#### Extrait de texte

Bertram Brooker, Ski Poles [Ski Boots] (Bâtons de ski [Bottes de ski]), 1936
Bertram Brooker, Ski Poles [Ski Boots] (Bâtons de ski [Bottes de ski]), 1936, huile sur toile, 61 x 76,2 cm, collection privée.

 

 

Influences internationales

La première série de tableaux abstraits de Brooker, datés de 1922 à 1924, ainsi que ses œuvres plus tardives comme Ascending Forms (Formes ascendantes), v.1929, semblent être inspirées par les peintures vorticistes de Wyndham Lewis (1882-1957), David Bomberg (1890-1957), William Roberts (1895-1980) (par exemple, Two-Step II, study for the lost painting Two-Step (Two-step II, étude pour la peinture perdue Two-step), v.1915) et Helen Saunders (1885-1963) (par exemple, Dance (Danse), v.1915). L’art de ce groupe, particulièrement celui de Lewis, a recours à l’abstraction et à des lignes nettes pour signifier le mouvement de manière violente et tranchante. Les premières œuvres abstraites de Brooker sont influencées par l’utilisation, chez ce groupe anglais, de formes géométriques précisément définies, dans des contorsions agressives et des couleurs très saturées.

########
#### Données brutes

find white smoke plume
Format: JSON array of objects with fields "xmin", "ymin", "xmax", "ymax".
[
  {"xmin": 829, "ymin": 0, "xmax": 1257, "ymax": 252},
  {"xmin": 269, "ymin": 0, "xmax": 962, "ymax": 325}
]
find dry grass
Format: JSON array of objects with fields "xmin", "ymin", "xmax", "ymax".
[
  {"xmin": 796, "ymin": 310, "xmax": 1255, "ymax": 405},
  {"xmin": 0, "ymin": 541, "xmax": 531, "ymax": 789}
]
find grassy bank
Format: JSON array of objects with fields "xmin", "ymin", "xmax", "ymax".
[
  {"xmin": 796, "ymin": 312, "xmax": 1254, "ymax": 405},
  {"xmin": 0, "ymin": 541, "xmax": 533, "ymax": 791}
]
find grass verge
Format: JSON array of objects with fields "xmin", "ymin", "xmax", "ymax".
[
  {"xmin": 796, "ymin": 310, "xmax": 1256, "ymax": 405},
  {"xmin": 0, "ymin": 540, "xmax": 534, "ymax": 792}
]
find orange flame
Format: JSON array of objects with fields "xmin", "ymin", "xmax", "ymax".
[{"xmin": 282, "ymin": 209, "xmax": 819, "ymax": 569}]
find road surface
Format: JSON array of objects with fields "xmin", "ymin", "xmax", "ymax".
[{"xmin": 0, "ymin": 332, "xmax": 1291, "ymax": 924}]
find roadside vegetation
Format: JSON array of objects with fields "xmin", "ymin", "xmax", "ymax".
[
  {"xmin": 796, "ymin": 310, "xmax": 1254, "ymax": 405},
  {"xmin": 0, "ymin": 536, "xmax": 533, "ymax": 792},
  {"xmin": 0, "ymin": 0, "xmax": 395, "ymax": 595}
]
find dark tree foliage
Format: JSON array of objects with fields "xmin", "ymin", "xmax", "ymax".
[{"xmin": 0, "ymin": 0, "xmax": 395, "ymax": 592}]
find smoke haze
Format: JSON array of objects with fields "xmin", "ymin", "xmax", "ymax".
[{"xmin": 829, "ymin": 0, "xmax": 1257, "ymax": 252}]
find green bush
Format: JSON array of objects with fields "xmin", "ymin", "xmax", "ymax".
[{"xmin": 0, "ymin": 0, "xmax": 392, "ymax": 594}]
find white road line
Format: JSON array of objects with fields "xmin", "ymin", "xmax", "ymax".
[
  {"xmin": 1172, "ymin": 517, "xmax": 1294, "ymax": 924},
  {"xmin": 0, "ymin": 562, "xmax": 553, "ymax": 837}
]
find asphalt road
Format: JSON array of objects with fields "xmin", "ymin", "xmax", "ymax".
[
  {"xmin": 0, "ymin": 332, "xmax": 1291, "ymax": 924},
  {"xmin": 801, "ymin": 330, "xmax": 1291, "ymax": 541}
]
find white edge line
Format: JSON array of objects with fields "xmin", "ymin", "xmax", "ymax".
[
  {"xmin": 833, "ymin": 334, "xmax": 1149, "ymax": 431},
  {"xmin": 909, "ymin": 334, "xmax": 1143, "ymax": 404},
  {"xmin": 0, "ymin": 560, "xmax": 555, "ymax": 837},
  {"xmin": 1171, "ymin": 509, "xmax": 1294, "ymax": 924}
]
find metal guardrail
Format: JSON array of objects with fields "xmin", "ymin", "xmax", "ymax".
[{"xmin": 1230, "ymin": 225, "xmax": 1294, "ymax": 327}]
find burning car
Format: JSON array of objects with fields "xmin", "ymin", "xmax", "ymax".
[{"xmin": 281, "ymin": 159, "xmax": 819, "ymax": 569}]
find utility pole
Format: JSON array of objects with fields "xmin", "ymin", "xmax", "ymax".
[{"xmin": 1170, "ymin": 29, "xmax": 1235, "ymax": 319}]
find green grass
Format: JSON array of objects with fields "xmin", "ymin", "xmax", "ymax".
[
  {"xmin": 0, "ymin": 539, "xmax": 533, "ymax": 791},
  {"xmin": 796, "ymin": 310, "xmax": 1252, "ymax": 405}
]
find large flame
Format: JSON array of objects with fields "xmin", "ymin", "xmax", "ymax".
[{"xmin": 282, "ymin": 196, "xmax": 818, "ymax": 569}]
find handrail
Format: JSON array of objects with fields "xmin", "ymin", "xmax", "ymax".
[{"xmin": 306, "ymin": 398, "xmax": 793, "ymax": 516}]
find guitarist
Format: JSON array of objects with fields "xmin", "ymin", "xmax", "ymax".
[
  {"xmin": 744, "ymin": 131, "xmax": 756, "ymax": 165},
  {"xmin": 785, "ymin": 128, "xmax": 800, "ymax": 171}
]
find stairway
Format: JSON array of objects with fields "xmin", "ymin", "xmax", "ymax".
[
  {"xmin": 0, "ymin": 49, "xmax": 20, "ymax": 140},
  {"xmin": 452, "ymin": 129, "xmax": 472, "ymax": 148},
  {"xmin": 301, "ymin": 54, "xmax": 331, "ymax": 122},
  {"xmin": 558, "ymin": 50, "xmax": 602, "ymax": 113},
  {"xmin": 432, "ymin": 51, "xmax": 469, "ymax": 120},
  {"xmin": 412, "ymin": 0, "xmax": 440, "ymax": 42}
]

########

Énoncé du problème
D'après l'extrait sur Bertram Brooker, de quand datent les tableaux de sa première série abstraite ? Appuyez-vous uniquement sur l'extrait de texte pour répondre.

Réponse attendue
Ils datent de 1922 à 1924.